### Data provided
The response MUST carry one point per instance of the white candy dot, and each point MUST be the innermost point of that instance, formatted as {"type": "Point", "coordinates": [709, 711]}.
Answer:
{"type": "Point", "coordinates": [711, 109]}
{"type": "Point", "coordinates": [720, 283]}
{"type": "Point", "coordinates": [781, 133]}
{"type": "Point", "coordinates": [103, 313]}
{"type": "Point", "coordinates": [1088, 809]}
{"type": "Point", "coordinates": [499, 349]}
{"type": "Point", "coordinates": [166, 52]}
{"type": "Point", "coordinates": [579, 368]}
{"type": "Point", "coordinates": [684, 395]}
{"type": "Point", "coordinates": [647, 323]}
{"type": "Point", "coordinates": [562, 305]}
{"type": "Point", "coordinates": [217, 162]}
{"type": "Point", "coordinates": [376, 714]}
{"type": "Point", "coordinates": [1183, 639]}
--
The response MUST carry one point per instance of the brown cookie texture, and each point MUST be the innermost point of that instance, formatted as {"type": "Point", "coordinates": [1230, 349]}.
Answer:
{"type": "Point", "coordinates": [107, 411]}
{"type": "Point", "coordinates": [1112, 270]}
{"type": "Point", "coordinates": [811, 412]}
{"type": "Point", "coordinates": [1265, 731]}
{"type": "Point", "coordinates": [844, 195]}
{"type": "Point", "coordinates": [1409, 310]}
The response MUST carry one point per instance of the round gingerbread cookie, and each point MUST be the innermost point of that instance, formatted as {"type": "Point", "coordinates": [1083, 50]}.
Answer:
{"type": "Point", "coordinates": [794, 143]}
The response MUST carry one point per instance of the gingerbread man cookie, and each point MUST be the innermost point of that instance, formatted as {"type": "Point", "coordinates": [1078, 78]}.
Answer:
...
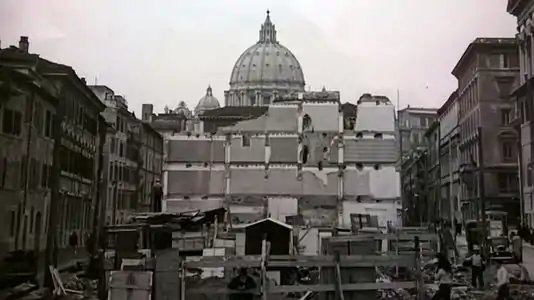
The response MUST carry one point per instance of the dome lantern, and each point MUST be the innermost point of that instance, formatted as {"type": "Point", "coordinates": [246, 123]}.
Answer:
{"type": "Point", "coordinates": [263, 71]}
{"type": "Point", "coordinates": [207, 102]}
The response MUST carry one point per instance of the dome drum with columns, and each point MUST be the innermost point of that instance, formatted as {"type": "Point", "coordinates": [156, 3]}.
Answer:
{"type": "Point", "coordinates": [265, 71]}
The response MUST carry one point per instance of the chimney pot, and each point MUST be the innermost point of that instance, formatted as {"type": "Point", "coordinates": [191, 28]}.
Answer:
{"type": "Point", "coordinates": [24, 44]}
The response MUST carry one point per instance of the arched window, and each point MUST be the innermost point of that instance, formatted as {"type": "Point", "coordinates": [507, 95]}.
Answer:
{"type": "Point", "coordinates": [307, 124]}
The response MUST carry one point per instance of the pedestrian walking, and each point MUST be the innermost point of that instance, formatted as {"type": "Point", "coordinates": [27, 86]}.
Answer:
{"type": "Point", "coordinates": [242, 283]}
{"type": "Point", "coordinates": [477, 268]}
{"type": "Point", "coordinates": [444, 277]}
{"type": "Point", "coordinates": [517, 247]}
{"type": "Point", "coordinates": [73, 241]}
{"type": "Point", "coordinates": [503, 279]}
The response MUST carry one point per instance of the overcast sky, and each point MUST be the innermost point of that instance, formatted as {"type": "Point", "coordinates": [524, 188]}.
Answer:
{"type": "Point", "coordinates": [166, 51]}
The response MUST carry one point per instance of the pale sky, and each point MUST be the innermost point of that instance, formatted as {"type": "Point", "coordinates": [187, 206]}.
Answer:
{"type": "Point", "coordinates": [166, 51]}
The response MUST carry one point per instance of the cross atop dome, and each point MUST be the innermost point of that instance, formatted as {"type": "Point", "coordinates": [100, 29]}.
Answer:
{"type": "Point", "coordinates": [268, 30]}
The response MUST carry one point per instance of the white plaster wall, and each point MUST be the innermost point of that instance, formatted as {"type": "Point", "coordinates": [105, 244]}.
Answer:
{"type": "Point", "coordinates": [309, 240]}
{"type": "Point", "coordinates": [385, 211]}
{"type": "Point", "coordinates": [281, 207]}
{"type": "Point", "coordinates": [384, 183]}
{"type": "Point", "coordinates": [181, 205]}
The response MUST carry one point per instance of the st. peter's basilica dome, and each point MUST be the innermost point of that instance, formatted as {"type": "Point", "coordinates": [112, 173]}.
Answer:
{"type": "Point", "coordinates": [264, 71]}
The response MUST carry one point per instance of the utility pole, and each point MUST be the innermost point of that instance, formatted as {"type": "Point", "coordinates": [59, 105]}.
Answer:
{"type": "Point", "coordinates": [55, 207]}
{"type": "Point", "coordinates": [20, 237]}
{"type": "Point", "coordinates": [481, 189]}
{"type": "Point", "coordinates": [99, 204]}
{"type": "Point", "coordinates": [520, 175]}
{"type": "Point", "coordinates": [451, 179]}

### To do
Which lines of the material above contain the word "dome"? Copy each of those lines in full.

### Problem solution
The response MUST carry one point per instance of the dome lantern, and each point MUST be the innermost point of that instance, formatted as {"type": "Point", "coordinates": [246, 123]}.
The response MUST carry one point per instance of the dome drum with columns, and each point MUST be the innermost point of that instance, formatted as {"type": "Point", "coordinates": [156, 3]}.
The response MUST carry one point per instance of the cross atop dome, and each point MUST be the innermost point of that instance, formatted as {"type": "Point", "coordinates": [100, 29]}.
The response MUST carry one point per instance of the st. peter's basilica dome, and each point MUST be the innermost point of that instance, formatted as {"type": "Point", "coordinates": [112, 173]}.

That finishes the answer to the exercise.